Location
- 300 Scorpion Ct Satellite Beach, Florida 32937 United States 28°11′09″N 80°35′49″W﻿ / ﻿28.1858453°N 80.5969964°W

Information
- Type: coed
- Established: 1962
- School district: Brevard County Public Schools
- Principal: Courtney Lundy
- Staff: 65.80 (FTE)
- Grades: 9-12
- Enrollment: 1,517 (2022–23)
- Student to teacher ratio: 23.05
- Colors: Scarlet and Silver
- Athletics: Cape Coast Conference
- Nickname: Scorpions
- Newspaper: The Satellite Telstar
- Yearbook: Scorpio
- Website: School website

= Satellite High School =

Public high school in Satellite Beach, Florida, United States

Satellite High School is a public high school (grades 9 - 12) located in Satellite Beach, Florida in Florida's Space Coast, Brevard County. It was founded in 1962, and has been rated an 'A' school in the state of Florida since 2003 . The mascot is the Scorpion.

The school made national news in 2025 for firing a teacher for referring to a student by their preferred name instead of their legal name, as required by a 2023 Florida law. Thousands signed a petition demanding her reinstatement and many parents spoke on her behalf at school board meetings.

== Academics ==
The school has 92 teachers, 12 support personnel, six administrators, and four guidance counselors.

→ Tasks for this exercise
#1 Since what year has the Satellite High School article said the school has been rated an 'A' school in Florida?
#2 Please list each group of school staff named in the Academics section of the Satellite High School article, with the number given for each.

Object pointing dataset rows
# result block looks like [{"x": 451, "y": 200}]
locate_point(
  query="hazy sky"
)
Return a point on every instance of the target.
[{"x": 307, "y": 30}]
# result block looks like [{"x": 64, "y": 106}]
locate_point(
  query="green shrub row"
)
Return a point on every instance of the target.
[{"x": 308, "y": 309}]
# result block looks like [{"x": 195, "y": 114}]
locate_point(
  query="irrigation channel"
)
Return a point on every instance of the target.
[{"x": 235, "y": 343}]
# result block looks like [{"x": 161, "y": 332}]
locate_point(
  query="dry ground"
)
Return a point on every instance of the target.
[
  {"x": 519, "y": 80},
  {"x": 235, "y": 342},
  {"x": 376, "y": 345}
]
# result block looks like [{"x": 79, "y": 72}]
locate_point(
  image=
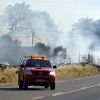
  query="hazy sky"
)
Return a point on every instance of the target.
[{"x": 64, "y": 12}]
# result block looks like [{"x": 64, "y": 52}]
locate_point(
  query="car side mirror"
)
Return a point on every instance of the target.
[
  {"x": 54, "y": 66},
  {"x": 22, "y": 66}
]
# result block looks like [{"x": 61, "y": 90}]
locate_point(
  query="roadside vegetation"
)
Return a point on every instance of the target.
[
  {"x": 9, "y": 75},
  {"x": 76, "y": 70}
]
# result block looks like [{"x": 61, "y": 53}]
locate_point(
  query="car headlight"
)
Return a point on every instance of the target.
[
  {"x": 52, "y": 73},
  {"x": 28, "y": 72}
]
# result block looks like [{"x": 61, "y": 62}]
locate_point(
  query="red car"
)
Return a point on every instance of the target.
[{"x": 36, "y": 70}]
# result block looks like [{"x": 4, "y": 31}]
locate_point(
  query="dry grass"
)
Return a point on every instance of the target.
[{"x": 76, "y": 70}]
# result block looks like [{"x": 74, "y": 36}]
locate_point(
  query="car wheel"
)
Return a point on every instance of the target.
[
  {"x": 20, "y": 84},
  {"x": 46, "y": 86},
  {"x": 52, "y": 86}
]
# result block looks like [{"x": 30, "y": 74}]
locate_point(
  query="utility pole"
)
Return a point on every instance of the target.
[
  {"x": 32, "y": 38},
  {"x": 79, "y": 56}
]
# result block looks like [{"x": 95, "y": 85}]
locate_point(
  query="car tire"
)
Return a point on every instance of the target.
[
  {"x": 46, "y": 86},
  {"x": 20, "y": 84},
  {"x": 52, "y": 86}
]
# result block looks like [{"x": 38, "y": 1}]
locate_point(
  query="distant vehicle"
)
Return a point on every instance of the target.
[{"x": 36, "y": 70}]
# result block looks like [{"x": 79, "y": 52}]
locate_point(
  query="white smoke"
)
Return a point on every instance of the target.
[{"x": 84, "y": 38}]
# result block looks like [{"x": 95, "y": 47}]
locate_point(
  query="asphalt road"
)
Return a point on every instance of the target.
[{"x": 84, "y": 88}]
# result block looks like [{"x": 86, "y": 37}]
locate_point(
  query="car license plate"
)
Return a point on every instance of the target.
[{"x": 40, "y": 80}]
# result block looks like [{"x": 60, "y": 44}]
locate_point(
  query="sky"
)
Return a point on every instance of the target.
[{"x": 63, "y": 12}]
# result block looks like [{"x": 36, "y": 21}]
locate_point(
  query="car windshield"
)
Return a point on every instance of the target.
[{"x": 38, "y": 63}]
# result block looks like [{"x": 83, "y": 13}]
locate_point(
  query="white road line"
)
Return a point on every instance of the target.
[
  {"x": 78, "y": 79},
  {"x": 83, "y": 88},
  {"x": 38, "y": 98}
]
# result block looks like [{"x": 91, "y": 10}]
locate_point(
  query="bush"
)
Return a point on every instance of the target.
[{"x": 83, "y": 64}]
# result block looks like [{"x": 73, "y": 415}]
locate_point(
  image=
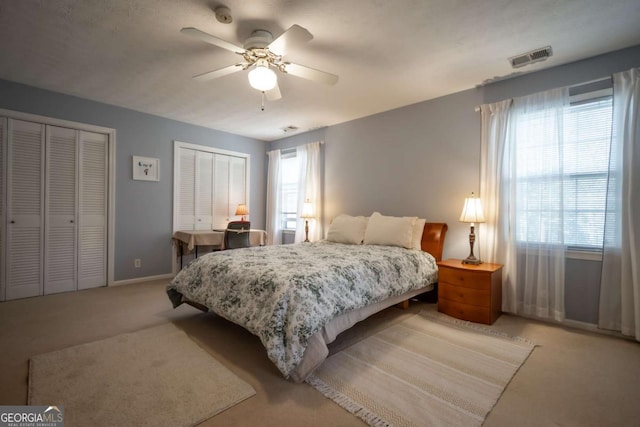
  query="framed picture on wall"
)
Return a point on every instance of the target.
[{"x": 146, "y": 168}]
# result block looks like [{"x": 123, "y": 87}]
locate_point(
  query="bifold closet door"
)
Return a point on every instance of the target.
[
  {"x": 25, "y": 209},
  {"x": 204, "y": 191},
  {"x": 92, "y": 218},
  {"x": 61, "y": 206}
]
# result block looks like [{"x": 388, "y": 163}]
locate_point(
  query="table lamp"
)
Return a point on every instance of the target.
[
  {"x": 307, "y": 214},
  {"x": 472, "y": 213},
  {"x": 242, "y": 210}
]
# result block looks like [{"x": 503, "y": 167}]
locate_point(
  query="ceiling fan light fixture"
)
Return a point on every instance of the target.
[{"x": 262, "y": 77}]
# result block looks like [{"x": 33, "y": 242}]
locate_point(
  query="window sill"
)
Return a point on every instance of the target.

→ Exercise responses
#1 Since 2003.

#2 92 teachers, 12 support personnel, six administrators, and four guidance counselors.